ARTICLE
When Nisha explained this to me, it sounded problematic — to place the onus on women, particularly those who don’t ooze confidence, to make themselves visible — but then I remembered that this is the sort of thing we deal with all the time, across sectors. And in safe spaces where women can speak candidly to one another, words of advice like this are commonly heard. Nisha and I agreed that if we’re honest, these kinds of tips are actually really helpful (despite what they signify).

Nisha also cites familial support as influencing her growth as a cofounder. “My biggest mentor is my mom — she talks me through things and encourages me. She has a less traditional Asian mom view of entrepreneurship; she has always been of the mindset that if it doesn’t work out, it’s fine. I’m still young. I don’t know what I would have done if my parents were against the startup thing. I don’t think I would have done it.”

EXERCISE DETAILS
Quote every sentence in Nisha's own words in the passage about Nisha that begins with "I". The records below the passage come from a separate source.

Dataset rows
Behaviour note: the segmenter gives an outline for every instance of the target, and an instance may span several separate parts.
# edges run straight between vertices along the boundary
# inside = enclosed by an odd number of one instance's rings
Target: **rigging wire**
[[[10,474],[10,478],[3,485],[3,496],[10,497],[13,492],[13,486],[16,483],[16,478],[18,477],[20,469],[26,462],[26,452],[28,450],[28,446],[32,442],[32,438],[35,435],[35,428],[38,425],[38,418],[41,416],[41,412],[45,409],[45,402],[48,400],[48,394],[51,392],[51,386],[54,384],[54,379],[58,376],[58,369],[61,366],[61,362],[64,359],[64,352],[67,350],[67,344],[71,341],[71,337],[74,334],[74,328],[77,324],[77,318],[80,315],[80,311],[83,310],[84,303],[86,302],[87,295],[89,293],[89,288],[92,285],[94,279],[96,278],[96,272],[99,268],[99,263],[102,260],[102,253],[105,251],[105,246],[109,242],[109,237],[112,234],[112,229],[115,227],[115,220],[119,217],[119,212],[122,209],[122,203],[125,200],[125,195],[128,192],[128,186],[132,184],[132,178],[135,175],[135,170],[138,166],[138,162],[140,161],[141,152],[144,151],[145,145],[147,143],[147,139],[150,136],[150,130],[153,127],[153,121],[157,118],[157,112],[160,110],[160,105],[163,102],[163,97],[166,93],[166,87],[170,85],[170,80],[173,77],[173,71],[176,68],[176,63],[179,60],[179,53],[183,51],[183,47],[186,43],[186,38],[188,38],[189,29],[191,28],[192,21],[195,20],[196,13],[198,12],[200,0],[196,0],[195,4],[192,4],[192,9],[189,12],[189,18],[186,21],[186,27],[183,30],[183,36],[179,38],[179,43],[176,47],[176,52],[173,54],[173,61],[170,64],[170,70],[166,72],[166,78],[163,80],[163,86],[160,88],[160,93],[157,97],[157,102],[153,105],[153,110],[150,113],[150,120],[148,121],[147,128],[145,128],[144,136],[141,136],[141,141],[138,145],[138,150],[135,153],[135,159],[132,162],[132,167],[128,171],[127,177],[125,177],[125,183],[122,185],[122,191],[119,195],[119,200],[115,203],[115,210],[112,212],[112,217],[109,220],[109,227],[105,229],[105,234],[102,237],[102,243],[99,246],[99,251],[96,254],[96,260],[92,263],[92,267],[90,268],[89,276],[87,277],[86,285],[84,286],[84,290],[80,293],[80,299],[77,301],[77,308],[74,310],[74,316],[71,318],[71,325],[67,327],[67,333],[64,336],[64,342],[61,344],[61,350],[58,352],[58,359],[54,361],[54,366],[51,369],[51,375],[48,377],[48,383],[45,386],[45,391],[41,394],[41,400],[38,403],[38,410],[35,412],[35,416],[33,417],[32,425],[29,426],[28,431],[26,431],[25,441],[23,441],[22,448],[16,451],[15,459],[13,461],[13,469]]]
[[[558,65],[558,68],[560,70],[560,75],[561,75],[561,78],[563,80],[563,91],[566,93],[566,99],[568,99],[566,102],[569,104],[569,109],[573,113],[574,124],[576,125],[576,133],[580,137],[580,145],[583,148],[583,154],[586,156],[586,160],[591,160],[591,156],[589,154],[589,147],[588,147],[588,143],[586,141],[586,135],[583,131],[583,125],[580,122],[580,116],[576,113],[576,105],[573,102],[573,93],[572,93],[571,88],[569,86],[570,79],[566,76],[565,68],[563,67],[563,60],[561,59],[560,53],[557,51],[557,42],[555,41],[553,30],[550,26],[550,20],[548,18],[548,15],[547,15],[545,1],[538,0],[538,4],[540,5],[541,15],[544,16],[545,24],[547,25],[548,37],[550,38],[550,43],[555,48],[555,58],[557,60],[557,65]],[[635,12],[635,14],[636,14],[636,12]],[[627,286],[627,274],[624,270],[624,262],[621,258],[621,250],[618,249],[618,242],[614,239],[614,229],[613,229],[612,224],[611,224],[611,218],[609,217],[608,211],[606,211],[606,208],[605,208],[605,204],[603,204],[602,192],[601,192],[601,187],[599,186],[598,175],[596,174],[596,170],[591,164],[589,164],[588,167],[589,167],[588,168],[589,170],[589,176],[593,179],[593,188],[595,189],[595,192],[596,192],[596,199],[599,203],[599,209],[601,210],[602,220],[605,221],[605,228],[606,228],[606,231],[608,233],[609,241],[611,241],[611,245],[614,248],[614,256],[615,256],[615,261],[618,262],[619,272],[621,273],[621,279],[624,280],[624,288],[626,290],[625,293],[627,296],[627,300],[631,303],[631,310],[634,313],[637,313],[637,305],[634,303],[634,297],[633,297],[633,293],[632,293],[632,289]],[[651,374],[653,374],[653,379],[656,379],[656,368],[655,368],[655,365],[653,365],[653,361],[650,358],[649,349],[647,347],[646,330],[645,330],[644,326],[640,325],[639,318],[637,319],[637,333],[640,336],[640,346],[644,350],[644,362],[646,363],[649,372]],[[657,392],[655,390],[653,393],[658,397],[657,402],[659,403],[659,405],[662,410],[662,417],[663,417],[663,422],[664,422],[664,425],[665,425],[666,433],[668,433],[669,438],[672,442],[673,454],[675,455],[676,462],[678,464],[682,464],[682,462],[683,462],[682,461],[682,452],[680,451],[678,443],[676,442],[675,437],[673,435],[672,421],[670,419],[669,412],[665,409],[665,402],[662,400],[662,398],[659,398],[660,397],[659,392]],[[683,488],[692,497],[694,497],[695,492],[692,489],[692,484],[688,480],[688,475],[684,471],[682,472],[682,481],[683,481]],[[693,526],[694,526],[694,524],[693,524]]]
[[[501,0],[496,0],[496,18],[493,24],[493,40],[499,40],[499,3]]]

PROBLEM SOLUTION
- "I'm still young."
- "I don't know what I would have done if my parents were against the startup thing."
- "I don't think I would have done it."